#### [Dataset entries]
◇ ◇ ◇ ◇

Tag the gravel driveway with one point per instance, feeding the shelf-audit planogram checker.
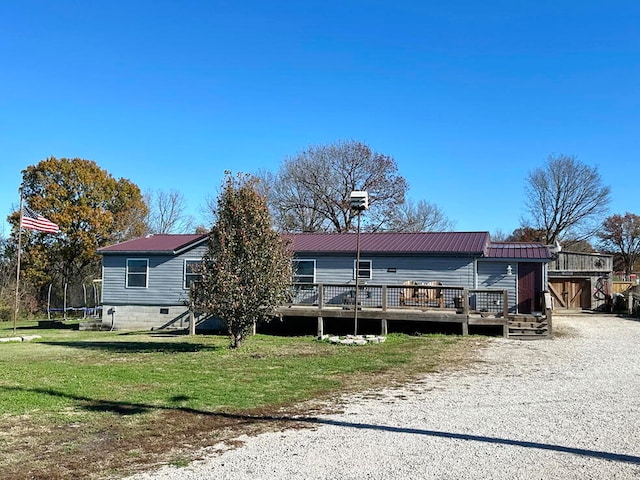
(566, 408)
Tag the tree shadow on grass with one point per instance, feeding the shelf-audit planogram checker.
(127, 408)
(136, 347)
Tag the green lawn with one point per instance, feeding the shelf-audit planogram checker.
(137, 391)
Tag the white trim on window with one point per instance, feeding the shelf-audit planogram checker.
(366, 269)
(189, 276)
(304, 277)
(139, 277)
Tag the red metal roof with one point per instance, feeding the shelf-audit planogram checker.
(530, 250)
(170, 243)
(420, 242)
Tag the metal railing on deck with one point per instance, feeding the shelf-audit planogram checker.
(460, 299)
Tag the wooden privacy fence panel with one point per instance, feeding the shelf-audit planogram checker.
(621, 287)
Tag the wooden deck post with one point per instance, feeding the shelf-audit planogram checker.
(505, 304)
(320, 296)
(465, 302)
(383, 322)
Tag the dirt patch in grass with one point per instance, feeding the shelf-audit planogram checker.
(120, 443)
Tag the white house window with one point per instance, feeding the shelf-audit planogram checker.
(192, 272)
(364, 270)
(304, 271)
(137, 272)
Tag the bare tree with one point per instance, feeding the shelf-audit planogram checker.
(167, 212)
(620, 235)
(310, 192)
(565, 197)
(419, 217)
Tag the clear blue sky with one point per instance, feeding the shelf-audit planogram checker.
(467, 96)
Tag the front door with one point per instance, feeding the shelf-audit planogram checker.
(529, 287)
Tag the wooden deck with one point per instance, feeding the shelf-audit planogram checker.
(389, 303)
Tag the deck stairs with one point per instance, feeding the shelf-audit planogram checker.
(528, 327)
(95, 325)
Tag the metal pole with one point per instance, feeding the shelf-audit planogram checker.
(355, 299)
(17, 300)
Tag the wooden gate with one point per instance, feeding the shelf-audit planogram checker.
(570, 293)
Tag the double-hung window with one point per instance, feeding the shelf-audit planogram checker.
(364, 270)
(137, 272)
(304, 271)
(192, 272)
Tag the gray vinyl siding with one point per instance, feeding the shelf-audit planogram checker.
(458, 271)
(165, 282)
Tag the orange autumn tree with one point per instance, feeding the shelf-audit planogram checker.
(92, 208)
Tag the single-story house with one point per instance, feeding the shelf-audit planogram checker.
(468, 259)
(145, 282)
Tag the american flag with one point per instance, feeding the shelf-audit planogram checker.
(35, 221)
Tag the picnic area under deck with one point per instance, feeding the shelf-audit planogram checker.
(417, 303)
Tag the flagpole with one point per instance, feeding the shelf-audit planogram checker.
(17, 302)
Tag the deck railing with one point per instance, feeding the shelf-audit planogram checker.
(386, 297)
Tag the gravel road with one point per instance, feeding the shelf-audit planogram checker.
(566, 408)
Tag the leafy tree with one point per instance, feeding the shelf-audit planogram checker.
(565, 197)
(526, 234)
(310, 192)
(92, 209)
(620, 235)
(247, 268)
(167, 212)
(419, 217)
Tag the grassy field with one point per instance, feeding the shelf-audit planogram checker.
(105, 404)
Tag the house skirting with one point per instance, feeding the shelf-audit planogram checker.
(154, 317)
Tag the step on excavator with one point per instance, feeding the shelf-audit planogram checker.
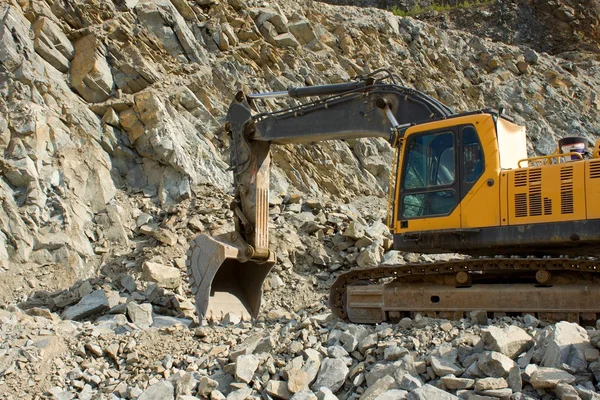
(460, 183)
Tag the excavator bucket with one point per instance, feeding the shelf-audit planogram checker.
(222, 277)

◇ ◇ ◇ ◇

#### [To do]
Apart from the pictures, every line of the data above should be given again exactly.

#### [Result]
Tag the gravel driveway with one point per instance, feeding the shelf-audit planogram checker.
(566, 408)
Tag the tree shadow on grass with one point per instance, feeding the shelf-audit planogram checker.
(127, 408)
(136, 347)
Tag the green lawn with one point per instance, feeding the shelf-audit planogram checker.
(137, 391)
Tag the white trim on window with one point per instance, feeding the shelf-audit planogram checker.
(366, 269)
(189, 276)
(304, 277)
(139, 277)
Tag the red metal roof with one point per instance, feeding the shelf-audit planogram checker.
(530, 250)
(170, 243)
(420, 242)
Tag the metal railing on deck with one point per instance, feeding the shelf-audit planogram checker.
(460, 299)
Tag the wooden privacy fence panel with one point per instance, feeding the shelf-audit planogram checker.
(621, 287)
Tag the wooden deck post with one point per instance, feeding the shelf-audit planogram checker.
(505, 304)
(320, 296)
(465, 302)
(383, 322)
Tag the dirt patch in grass with one point per instance, feeding the shelf-audit planogram checker.
(120, 443)
Tag the white house window with one point per instance, feeding the shelf-audit planogram checker.
(192, 272)
(364, 270)
(304, 271)
(137, 272)
Tag the bare tree with one point per instance, feeding the shelf-audit planogram checker.
(167, 212)
(620, 235)
(310, 192)
(565, 197)
(419, 217)
Tag the clear blue sky with one point per instance, feeding the shelf-audit planogram checker.
(467, 96)
Tag the front door with one point per instance, feeding the shelf-audit planogram checker.
(529, 287)
Tag the wooden deck with one point per instance, feeding the shelf-audit planogram checker.
(389, 303)
Tag the deck stairs with one point per instance, feeding the shelf-audit planogram checker.
(528, 327)
(95, 325)
Tag the metal pole with one point per instance, feeding the shelf-audit planogram checker.
(355, 299)
(17, 300)
Tag the wooden gate with one point per instance, feeding the shelf-audit planogram checker.
(570, 293)
Tag the double-hung window with one point per instance, feeding the shelf-audit planogram checker.
(364, 270)
(137, 272)
(304, 271)
(192, 272)
Tag the gray vinyl siding with one point per instance, feeding the shelf-audit planogram checker.
(458, 271)
(165, 282)
Tag the orange autumn tree with one point per instance, feeding the shelf-audit planogram checker.
(92, 208)
Tag the single-story house with one point per instance, feeding the shelf-audit planogram checker.
(468, 259)
(145, 282)
Tag the american flag with one point per instance, feeding the shelf-audit planogram checker.
(35, 221)
Tag the picnic area under deck with one point per instance, feeding the shelf-audit planogram checker.
(417, 303)
Tag the flagpole with one point per instance, feeding the shelf-audit planogram checker.
(17, 302)
Tag the deck railing with one point per instance, feeding the shelf-audit planogram checker.
(386, 297)
Tag the gravel road with one point per instance, feeding the shelf-audit planogram checker.
(566, 408)
Tag the leafy tree with one point per instance, feeding the shelf-audit planogram checker.
(565, 197)
(526, 234)
(310, 192)
(92, 209)
(620, 235)
(247, 268)
(167, 212)
(419, 217)
Tag the grassy field with one point per instance, feeding the shelf-audit planogram checker.
(105, 404)
Tag the house skirting with one point per instance, feeding the shelf-audit planogram checker.
(154, 317)
Tag the step on excavator with one point per instance, feeding the shelf-audit planogram checker.
(460, 183)
Tag the excavator bucket with one point per instance, feeding the shelf-audit planogram checker.
(222, 277)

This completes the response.